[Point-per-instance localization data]

<<<<

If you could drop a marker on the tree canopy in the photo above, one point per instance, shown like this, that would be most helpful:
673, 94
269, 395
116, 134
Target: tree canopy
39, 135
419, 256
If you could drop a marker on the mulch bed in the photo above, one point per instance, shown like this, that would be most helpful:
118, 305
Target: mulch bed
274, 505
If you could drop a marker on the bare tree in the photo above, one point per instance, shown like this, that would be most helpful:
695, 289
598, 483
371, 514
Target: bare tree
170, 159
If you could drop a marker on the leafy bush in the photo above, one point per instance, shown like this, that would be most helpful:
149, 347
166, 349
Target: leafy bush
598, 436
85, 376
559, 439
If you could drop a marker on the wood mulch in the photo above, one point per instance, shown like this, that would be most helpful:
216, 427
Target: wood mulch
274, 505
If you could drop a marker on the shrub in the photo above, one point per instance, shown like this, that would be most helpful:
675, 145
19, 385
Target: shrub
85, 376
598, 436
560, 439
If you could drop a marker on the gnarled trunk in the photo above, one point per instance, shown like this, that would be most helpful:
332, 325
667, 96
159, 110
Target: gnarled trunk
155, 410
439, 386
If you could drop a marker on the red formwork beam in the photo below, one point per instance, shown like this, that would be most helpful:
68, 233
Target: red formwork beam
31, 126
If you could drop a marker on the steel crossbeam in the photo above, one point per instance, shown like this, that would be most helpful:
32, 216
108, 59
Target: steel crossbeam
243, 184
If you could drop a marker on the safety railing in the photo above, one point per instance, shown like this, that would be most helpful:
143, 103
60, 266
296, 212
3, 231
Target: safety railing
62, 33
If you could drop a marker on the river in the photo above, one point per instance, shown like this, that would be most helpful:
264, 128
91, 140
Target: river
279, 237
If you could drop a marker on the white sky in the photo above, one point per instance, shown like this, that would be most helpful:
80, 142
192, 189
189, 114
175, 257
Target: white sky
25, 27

>>>>

TRY IT:
Print the records above once again, exactly as written.

ANSWER SECTION:
If you could drop a marker on the tree canopy in the photo above, one point per instance, shown like this, that would be most helpful:
673, 94
269, 395
116, 134
Target: tree canopy
39, 135
419, 256
If you could drop a marker on the mulch bed in the photo above, one point per instance, shown like this, that would be most helpful:
118, 305
Target: mulch bed
274, 505
If you could drop a marker on the bare tree in the photo above, one point per instance, shown like this, that would be most helpful:
695, 289
598, 483
371, 514
Target: bare tree
170, 159
If you could drop a marker on the leafy bush in the photo above, one point per instance, shown like this, that would be most helpful:
149, 347
166, 349
Target: leafy bush
598, 436
85, 376
559, 439
If you could drop a marker on the wood mulch in the photo above, one point per instance, shown like this, that would be most helpful:
216, 427
Target: wood mulch
274, 505
If you could drop a marker on the shrub in the photo above, one point per instance, shown like this, that would be most helpful:
675, 145
19, 385
Target: shrub
85, 376
598, 436
560, 439
If you could drop a marker on the gnarled trunk in the photo above, one point per instance, shown like this, that would be most helpful:
332, 325
667, 96
159, 110
Target: gnarled trunk
155, 410
439, 386
If you could drop a marker on the red formwork beam in the photo below, one point per instance, shown like this, that would be most helpful:
68, 233
Target: red formwork beam
31, 126
If you could drop a marker on the steel crossbeam in the photo above, one point per instance, shown like this, that would be most helpful:
32, 216
108, 59
Target: steel crossbeam
243, 184
If you could drop a marker on the safety railing in the photo above, one point per instance, shown like this, that would be most helpful:
143, 103
60, 266
296, 212
3, 231
Target: safety railing
62, 33
If you could drop a marker on the river in the photo above, one point per instance, shown like this, that would be most helpful:
264, 128
91, 140
Target: river
279, 237
If you could drop a marker on the white sky in the photo above, one point per instance, shown like this, that would be most helpful:
80, 142
192, 189
189, 114
175, 257
Target: white sky
25, 27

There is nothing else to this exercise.